* The data
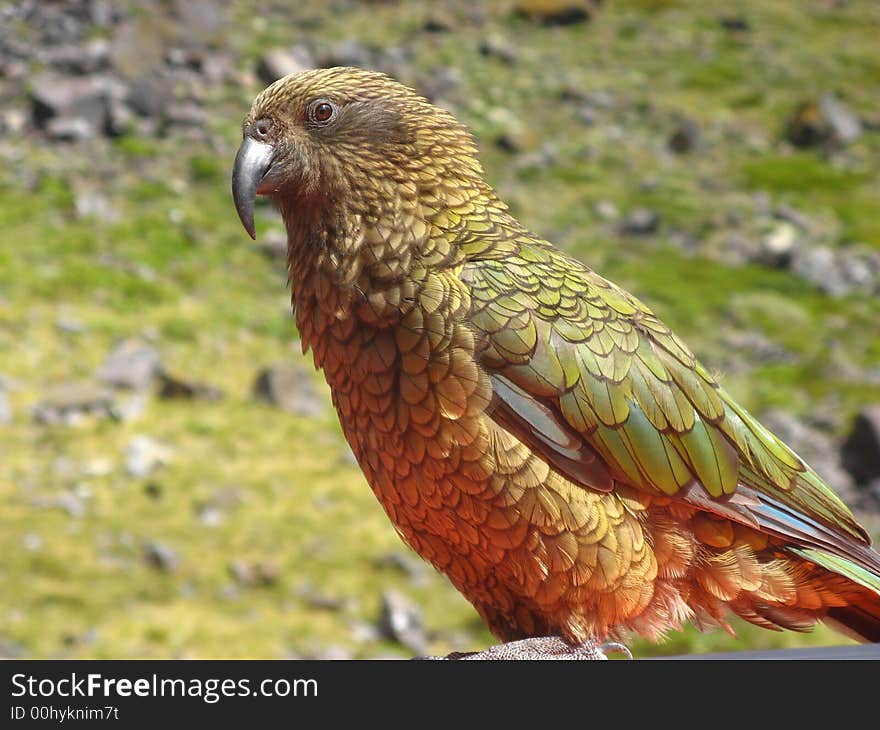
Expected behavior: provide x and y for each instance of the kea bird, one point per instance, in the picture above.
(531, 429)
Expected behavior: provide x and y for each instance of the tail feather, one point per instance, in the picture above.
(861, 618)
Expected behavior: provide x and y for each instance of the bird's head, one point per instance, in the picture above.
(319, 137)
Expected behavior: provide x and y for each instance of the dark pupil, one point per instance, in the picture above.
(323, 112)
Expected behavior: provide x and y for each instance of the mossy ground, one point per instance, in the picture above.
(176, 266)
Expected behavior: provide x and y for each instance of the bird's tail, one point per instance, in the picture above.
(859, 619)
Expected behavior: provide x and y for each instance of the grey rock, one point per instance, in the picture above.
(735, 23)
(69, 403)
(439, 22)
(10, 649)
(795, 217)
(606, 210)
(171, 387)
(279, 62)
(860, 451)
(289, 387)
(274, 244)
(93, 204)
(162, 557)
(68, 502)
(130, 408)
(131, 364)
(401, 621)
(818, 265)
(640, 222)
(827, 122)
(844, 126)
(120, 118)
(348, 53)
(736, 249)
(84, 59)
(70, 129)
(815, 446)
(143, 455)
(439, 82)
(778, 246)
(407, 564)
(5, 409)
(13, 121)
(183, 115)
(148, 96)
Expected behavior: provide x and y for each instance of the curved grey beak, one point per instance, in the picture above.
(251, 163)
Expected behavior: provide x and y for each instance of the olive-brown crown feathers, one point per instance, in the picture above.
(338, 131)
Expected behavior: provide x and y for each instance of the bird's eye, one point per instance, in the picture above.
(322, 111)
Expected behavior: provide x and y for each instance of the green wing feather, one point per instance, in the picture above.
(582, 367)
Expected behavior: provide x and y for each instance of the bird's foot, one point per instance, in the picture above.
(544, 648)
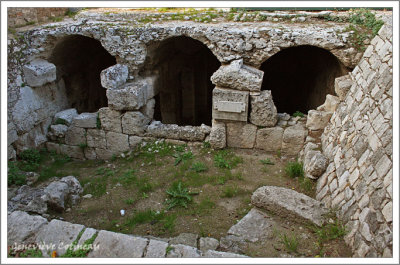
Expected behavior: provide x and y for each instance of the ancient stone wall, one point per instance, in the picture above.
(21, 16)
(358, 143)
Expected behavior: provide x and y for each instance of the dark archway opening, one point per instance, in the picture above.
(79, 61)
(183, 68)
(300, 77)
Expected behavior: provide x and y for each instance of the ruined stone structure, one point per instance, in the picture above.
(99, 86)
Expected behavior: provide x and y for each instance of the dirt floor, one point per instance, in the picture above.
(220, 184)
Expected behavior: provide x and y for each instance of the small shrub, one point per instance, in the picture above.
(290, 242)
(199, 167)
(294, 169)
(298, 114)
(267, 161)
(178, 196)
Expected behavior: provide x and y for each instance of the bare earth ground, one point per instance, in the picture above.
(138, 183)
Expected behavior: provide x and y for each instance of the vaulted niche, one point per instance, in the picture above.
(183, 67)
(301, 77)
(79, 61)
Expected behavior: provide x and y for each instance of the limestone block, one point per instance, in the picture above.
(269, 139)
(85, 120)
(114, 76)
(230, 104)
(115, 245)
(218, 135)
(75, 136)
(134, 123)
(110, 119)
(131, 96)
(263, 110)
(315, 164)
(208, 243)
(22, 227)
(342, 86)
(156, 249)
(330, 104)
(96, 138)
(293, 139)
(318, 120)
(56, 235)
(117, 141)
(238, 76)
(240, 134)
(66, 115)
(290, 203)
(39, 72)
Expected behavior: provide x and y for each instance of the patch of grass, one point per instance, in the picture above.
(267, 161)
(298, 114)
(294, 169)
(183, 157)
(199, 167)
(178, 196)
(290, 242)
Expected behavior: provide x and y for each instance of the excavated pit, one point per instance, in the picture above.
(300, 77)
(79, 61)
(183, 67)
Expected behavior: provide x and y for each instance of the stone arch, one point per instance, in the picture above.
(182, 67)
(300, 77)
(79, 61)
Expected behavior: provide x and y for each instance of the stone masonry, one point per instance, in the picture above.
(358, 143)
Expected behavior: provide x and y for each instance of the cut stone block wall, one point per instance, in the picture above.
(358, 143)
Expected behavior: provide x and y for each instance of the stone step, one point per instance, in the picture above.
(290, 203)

--

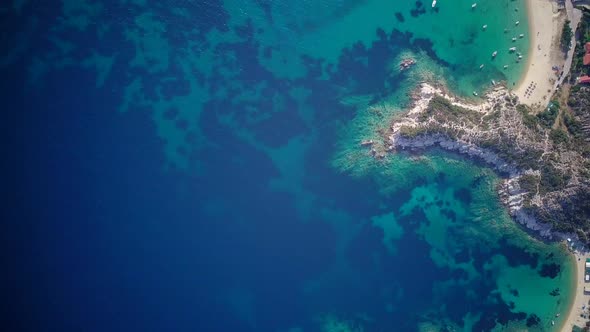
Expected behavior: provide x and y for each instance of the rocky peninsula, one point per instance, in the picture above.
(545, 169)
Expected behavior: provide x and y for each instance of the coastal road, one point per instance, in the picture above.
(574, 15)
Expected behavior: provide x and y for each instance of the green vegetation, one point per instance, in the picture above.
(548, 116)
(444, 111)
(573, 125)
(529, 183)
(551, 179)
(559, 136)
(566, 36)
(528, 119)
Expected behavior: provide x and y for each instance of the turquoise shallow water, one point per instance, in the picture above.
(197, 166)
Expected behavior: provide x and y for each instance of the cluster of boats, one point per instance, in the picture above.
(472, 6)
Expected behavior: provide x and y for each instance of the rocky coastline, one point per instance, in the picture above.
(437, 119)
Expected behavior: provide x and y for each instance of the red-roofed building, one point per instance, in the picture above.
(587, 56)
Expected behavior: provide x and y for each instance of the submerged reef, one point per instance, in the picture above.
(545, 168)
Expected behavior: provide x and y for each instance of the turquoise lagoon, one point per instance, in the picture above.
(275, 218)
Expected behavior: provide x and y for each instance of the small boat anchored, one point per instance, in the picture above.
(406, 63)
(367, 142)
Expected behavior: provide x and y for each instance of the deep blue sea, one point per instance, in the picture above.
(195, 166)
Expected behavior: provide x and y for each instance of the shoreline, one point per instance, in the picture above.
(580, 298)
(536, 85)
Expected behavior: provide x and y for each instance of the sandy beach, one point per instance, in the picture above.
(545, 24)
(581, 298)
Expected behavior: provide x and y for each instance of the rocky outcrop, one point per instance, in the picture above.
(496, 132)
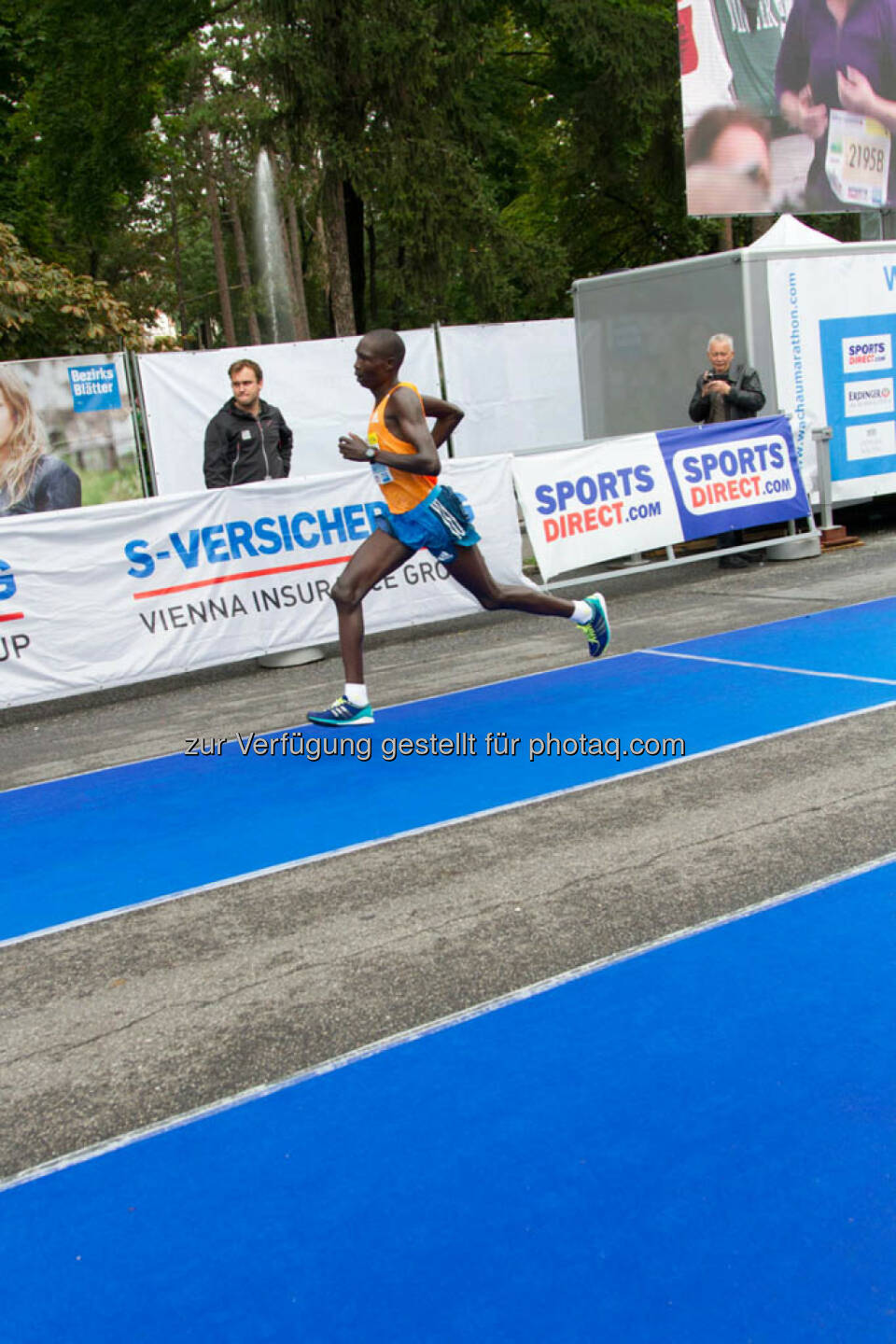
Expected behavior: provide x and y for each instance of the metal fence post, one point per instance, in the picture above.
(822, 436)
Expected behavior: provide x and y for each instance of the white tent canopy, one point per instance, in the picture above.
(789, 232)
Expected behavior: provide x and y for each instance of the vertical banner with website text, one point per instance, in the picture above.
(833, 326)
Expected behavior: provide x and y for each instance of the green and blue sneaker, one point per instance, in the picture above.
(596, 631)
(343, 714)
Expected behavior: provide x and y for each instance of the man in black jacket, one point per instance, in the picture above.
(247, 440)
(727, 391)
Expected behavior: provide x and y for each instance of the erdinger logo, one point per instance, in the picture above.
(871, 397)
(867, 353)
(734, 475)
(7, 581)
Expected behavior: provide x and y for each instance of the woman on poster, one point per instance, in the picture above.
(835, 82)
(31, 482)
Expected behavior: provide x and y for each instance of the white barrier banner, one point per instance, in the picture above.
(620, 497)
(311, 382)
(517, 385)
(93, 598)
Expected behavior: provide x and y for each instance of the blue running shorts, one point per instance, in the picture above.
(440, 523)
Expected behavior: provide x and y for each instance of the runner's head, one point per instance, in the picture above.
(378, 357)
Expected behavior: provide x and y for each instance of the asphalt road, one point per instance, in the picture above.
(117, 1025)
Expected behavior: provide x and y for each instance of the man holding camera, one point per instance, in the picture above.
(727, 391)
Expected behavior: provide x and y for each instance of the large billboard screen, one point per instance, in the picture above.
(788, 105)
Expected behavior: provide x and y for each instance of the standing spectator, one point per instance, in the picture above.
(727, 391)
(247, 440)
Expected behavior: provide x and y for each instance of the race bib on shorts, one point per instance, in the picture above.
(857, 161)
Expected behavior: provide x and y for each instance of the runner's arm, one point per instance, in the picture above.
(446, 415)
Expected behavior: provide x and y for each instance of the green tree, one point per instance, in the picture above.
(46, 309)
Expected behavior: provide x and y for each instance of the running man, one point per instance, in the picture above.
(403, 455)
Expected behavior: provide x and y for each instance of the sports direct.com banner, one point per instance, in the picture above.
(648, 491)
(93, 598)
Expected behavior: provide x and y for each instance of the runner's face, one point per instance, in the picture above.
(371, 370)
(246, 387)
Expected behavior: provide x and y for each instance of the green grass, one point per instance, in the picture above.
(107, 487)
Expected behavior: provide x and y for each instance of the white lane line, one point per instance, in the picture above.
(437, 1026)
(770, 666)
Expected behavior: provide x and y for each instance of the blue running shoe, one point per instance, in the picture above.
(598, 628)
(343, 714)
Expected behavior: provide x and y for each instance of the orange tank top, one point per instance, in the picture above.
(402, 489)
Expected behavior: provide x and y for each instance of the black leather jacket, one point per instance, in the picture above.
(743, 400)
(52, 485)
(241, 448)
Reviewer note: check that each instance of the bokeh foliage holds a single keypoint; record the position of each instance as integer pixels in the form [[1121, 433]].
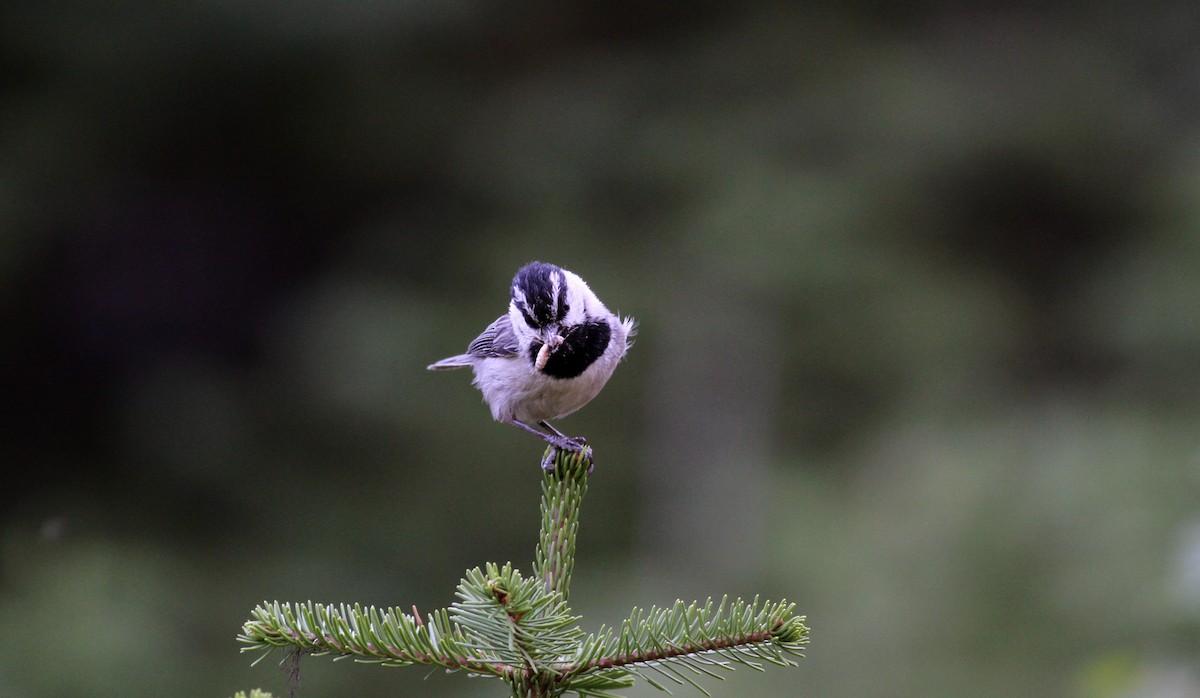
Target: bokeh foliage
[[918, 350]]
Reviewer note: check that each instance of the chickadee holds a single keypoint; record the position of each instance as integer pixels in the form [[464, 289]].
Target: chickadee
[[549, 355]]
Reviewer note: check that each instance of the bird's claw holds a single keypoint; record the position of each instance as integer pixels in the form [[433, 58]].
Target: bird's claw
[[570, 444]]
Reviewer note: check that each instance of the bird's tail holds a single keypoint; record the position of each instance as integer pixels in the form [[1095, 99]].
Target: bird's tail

* Required work
Where does the string "note" occur in the listing above? Return every line that contains it.

* Response box
Reviewer note: check that each instance of the bokeh foliage holds a single keypoint; record the position of each instance as integer pixels in the form [[1121, 433]].
Reviewer note: check that each instance of the chickadee holds a single keypoint; record the position of each instance as integer pixels in the form [[464, 289]].
Reviewer note: check that each instance of the bird's claw holds a single keypoint; record the position of each instance as integer pixels in the form [[433, 58]].
Reviewer note: check that each instance of the bird's tail holds a single keypoint; record the position of each instance as integer pixels in the form [[1095, 99]].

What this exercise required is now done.